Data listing
>>>>
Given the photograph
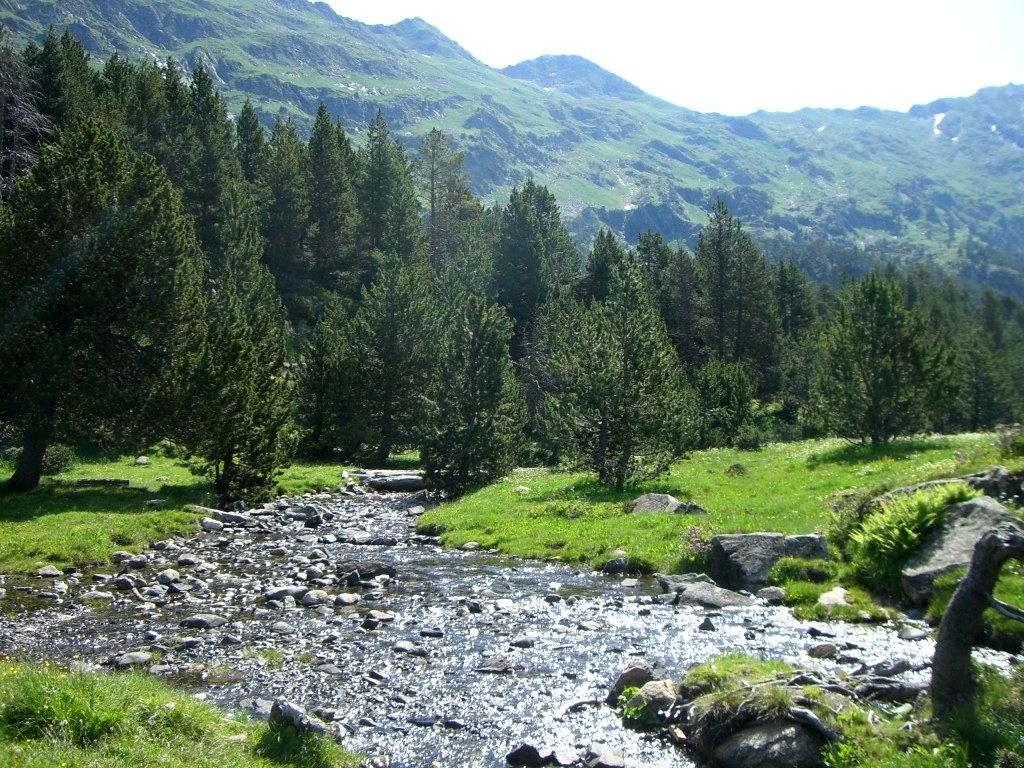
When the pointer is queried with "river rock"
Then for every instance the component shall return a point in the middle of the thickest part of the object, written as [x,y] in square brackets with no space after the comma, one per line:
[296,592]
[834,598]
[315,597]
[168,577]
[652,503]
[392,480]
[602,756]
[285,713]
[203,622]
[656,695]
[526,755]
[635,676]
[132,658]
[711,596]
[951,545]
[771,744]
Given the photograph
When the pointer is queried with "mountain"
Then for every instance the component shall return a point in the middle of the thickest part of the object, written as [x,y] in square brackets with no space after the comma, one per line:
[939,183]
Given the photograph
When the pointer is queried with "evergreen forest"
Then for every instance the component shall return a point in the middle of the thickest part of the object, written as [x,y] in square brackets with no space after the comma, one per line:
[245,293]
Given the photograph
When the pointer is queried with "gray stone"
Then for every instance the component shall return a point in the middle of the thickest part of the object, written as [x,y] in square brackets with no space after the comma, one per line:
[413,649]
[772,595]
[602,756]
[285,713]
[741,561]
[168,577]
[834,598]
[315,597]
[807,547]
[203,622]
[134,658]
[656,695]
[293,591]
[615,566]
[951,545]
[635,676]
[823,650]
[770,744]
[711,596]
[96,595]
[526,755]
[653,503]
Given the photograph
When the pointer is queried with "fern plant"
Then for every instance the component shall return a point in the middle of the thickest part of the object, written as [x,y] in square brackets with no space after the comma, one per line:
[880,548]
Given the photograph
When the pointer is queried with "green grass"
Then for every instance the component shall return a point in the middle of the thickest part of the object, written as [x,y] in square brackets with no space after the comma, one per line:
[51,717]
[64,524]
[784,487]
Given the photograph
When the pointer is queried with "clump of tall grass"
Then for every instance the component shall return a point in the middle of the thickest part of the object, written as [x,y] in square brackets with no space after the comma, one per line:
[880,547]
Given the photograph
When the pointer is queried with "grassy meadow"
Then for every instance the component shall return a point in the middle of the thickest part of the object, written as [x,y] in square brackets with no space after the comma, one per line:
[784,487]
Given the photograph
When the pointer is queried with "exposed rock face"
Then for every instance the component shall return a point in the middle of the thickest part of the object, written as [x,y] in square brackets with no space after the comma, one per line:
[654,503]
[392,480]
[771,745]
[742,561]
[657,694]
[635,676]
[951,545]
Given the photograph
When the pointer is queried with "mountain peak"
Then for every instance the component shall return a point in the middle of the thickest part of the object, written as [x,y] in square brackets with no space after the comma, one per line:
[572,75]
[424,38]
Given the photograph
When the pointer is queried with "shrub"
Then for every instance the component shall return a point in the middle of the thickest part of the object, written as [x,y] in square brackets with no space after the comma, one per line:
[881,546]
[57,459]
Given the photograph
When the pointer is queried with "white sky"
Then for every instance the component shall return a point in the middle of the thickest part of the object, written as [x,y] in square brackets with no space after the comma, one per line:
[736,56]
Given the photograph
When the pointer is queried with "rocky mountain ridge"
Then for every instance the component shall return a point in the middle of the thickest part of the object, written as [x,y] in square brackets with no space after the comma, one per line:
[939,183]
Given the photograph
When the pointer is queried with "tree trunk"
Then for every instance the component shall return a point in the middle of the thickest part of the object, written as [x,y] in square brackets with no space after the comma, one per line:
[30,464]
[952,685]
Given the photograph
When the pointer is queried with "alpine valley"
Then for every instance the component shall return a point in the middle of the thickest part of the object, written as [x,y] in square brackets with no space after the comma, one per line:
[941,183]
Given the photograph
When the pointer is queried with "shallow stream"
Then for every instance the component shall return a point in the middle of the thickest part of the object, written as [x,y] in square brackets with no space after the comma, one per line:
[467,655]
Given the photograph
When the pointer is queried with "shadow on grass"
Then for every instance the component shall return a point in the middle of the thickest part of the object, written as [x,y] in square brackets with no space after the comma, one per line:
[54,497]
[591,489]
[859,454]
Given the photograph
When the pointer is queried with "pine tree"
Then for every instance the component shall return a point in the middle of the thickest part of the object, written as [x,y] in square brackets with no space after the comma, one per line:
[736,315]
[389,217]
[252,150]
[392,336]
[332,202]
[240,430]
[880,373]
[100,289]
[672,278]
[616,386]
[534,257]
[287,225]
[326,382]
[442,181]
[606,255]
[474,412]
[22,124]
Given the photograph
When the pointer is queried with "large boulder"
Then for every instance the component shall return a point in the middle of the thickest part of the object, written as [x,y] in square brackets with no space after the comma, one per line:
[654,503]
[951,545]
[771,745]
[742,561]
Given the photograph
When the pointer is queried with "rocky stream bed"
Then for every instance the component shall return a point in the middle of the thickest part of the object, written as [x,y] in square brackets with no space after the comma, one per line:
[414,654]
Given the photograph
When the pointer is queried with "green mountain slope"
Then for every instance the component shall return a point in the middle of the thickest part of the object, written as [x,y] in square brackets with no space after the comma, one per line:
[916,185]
<<<<
• [WORK REQUIRED]
How many lines in the entries above contain the string "stream", matching case exactly? Reply with the number only.

• [CORRECT RESULT]
2